### Texto fornecido
No que respeita aos limites objectivos do caso julgado, não restam dúvidas que o caso julgado abrange a parte decisória da decisão, isto é, a conclusão extraída dos fundamentos (art. 607º, nº 3, do CPC).
Além disso, como ensina Miguel Teixeira de Sousa, in Estudos sobre o Novo Processo Civil, pág. 578 e ss., uma vez que “toda a decisão é a conclusão de certos pressupostos (de facto ou de direito) o respectivo caso julgado encontra-se sempre referenciado a certos fundamentos. Assim, reconhecer que a decisão está abrangida pelo caso julgado não significa que ela valha com esse valor, por si mesma e independentemente dos respectivos fundamentos. Não é a decisão, enquanto conclusão do silogismo judiciário, que adquire o valor de caso julgado, mas o próprio silogismo considerado no seu todo: o caso julgado incide sobre a decisão como conclusão de certos fundamentos e atinge estes fundamentos enquanto pressupostos daquela decisão”.
No que concerne aos procedimentos cautelares, estabelece o nº 4 do artigo 364º do CPC que nem o julgamento da matéria de facto, nem a decisão final proferida no procedimento têm qualquer influência no julgamento da acção principal de que o procedimento cautelar depende. Assim e conforme decidido no Ac STJ de 12/07/2018, relator: Gonçalves Rocha, o qual pode ser consultado in www.dgsi.pt, nas providências cautelares não se forma caso julgado definitivo.
Citando A. Geraldes, in Temas da Reforma do Proc. Civil, III Vol. Procedimento Cautelar Comum, Almedina, 1998, p. 252: “A providência cautelar não tem vida própria; está sujeita às vicissitudes da acção principal (…)”.
Refere também Alberto dos Reis, in Código de Processo Civil Anotado, VoI. I, Coimbra Editora, Limitada, 1983, 3ª edição, 623: a «providência cautelar surge como antecipação e preparação duma providência ulterior; prepara o terreno e abre caminho para a providência final", não é, por isso, "um fim, mas um meio; não se propõe dar realização directa e imediata ao direito substancial, mas tomar medidas que assegurem a eficácia duma providência subsequente, esta destinada à actuação do direito material. Portanto a providência cautelar é posta ao serviço duma outra providência, que há-de definir, em termos definitivos, a relação jurídica litigiosa. Este nexo entre a providência cautelar e a providência final pode exprimir-se assim: aquela tem carácter provisório, esta tem carácter definitivo».
Salvo nas situações de declaração da inversão do contencioso, nos procedimentos cautelares resulta da lei uma não eficácia da decisão da providência cautelar em relação à acção principal. Na verdade, naquela, o carácter sumário, bem como a circunstância perfunctória das diligências probatórias, a celeridade imposta pela natureza e objectivos da providência, levam a que a decisão proferida tenha uma natureza precária/indiciária, insusceptível de influenciar a decisão na acção definitiva (principal).

### Dados guardados
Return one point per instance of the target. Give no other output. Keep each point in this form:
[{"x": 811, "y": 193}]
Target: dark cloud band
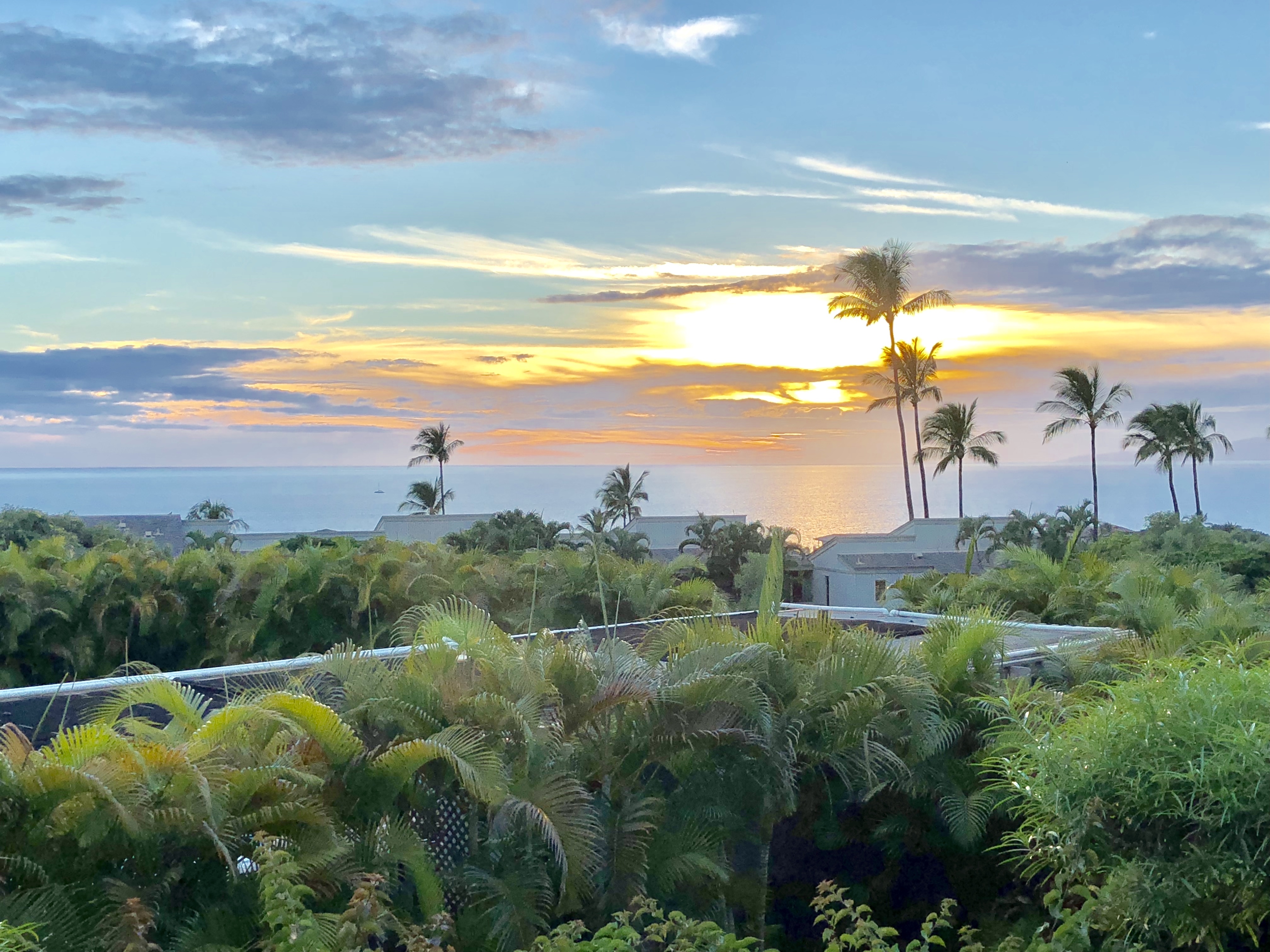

### Tarefas
a - Responda a partir do texto sobre o caso julgado:
(i) Que número de que artigo do CPC estabelece que a decisão final do procedimento cautelar não influencia o julgamento da acção principal?
(ii) Em que data foi proferido o Ac STJ citado, de que foi relator Gonçalves Rocha?
(iii) Segundo a citação de Alberto dos Reis, que carácter tem a providência final?
b - Reescreva o trecho do texto sobre o caso julgado de "No que concerne" a "caso julgado definitivo.", alterando "acção principal" para "causa principal".
As linhas constituem material à parte, sem relação com o texto sobre o caso julgado.

### Respostas escritas
a -
(i) O nº 4 do artigo 364º do CPC.
(ii) Em 12/07/2018.
(iii) Carácter definitivo.

b -
No que concerne aos procedimentos cautelares, estabelece o nº 4 do artigo 364º do CPC que nem o julgamento da matéria de facto, nem a decisão final proferida no procedimento têm qualquer influência no julgamento da causa principal de que o procedimento cautelar depende. Assim e conforme decidido no Ac STJ de 12/07/2018, relator: Gonçalves Rocha, o qual pode ser consultado in www.dgsi.pt, nas providências cautelares não se forma caso julgado definitivo.